--- Start PAGE TEXT ---
Jaye as in Jennifer

Thursday, March 23, 2006

Tag! You're It!


Tag, you're it! Okay, the point of being tagged is to get you to post in your blog. So copy these questions to your blog, then answer them. Happy blogging!

Four Jobs I've had in my life:
1. Go-cart track ticket salesperson.
2. Mystery shopper at a department store.
3. Horse sitter.
4. Cocktail waitress at a luau.

Four movies I would watch over and over:
1. The Godfather.
2. Phantom of the Opera.
3. Ghost.
4. Gone With The Wind.

Four places I have lived:
1. Atlanta, GA
2. Alpharetta, GA
3. Sarasota, FL
4. Anna Maria Island, FL

Four TV shows I love to watch:
1. Lost
2. American Idol
3. The Apprentice
4. The Sopranos

Four places I've been on vacation:
1. San Francisco, CA
2. Ireland.
3. Jamaica.
4. US Virgin Islands

Four websites I visit daily:
1. Yahoo! 360
2. Blogger.
3. MTDaily
4. Weather.com

Four of my favorite foods:
1. Chips and salsa.
2. Ravioli.
3. Spicy garlic shrimp.
4. Anything from Mama Fu's!

Four places I would rather be right now:
1. Sleeping in a hammock in a rain forest.
2. On a yacht in the Carribean.
3. Any beach anywhere.
4. Ireland.

Wednesday, March 22, 2006

parallels


parallels. as i sit and think and feel and judge i realize that all of the things i see that need correcting also apply to myself. reverse projection. mirror reflection. misplaced truth. this could get long.
--- End PAGE TEXT ---
--- Start DATA ROWS ---
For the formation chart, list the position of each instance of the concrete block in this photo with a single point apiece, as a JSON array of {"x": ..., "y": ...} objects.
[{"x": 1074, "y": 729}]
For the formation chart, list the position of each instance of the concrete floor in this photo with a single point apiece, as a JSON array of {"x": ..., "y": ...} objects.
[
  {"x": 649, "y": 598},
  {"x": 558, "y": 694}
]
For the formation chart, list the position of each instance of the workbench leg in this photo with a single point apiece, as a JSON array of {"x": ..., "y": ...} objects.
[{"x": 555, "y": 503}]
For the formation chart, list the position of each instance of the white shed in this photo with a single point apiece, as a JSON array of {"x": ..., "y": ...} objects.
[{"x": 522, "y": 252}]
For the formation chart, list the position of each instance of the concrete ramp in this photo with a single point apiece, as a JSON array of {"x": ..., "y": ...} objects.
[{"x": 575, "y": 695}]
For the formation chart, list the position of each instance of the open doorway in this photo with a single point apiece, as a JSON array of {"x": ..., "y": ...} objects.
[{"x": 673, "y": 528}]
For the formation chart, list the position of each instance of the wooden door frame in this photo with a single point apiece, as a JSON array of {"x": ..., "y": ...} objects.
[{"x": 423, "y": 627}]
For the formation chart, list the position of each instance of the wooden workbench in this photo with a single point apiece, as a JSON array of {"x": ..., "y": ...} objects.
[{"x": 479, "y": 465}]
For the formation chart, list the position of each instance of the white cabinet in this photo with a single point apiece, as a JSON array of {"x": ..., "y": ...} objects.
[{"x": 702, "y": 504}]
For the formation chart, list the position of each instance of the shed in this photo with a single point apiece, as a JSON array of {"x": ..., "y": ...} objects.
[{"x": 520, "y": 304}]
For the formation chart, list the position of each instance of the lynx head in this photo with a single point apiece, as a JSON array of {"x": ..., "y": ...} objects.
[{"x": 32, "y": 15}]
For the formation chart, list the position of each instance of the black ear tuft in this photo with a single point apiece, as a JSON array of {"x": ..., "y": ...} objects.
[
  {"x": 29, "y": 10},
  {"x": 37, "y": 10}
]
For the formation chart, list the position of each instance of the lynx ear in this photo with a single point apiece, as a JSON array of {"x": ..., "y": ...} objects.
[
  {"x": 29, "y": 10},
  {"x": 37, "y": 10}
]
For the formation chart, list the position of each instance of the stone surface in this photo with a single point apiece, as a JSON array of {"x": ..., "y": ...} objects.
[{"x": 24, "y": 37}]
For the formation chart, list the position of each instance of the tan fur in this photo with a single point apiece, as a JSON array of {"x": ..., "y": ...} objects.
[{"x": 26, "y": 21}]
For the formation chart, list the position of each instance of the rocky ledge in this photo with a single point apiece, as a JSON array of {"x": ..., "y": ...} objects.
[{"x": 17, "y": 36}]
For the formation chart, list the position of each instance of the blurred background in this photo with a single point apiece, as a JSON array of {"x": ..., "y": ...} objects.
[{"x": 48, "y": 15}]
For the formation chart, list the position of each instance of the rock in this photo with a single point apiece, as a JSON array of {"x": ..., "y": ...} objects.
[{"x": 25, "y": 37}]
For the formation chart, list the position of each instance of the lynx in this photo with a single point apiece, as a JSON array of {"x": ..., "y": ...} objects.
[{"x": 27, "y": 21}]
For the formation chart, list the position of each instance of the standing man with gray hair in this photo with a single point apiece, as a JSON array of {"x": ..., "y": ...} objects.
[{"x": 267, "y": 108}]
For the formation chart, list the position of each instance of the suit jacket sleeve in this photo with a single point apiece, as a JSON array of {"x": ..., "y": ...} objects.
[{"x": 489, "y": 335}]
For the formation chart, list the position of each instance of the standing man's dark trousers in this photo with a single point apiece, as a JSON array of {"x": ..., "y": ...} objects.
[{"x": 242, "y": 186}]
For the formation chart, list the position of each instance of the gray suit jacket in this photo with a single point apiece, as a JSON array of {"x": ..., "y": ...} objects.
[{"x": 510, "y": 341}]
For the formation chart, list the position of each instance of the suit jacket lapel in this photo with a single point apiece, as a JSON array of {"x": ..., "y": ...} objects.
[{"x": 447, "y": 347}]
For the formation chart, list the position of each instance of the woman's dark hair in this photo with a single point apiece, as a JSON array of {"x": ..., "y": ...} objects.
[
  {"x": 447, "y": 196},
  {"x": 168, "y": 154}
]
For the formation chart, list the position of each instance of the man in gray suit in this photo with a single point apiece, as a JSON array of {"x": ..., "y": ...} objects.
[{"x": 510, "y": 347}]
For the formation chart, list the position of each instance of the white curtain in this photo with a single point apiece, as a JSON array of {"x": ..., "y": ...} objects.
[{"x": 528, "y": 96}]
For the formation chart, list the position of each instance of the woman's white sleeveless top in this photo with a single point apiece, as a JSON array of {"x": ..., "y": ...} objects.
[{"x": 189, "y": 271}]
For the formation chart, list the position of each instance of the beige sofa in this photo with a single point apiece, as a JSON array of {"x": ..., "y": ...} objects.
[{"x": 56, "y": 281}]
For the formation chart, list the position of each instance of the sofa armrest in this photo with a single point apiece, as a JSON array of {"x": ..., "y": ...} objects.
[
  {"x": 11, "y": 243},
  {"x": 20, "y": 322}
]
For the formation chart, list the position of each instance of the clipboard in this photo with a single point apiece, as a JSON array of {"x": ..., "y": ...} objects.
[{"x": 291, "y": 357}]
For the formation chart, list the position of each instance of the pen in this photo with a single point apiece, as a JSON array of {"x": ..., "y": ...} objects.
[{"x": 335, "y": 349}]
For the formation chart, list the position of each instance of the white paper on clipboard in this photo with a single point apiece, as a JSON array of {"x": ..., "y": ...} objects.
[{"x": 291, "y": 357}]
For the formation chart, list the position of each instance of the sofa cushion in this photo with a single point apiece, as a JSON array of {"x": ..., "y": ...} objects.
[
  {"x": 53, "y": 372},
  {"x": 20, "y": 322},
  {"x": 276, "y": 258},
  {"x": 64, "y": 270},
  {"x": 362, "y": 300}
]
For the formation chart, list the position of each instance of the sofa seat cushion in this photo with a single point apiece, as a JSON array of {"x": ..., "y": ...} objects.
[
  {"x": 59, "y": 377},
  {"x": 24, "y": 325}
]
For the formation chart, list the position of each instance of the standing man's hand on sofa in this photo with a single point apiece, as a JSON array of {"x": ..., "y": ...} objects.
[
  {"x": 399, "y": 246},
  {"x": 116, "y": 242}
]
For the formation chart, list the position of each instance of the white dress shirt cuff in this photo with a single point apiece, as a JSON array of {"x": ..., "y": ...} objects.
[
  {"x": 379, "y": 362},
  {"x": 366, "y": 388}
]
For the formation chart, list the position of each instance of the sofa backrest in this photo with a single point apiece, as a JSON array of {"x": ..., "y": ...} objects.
--- End DATA ROWS ---
● WRITTEN TASK: In the blog post, which job was held at a luau?

● EXERCISE ANSWER: Cocktail waitress.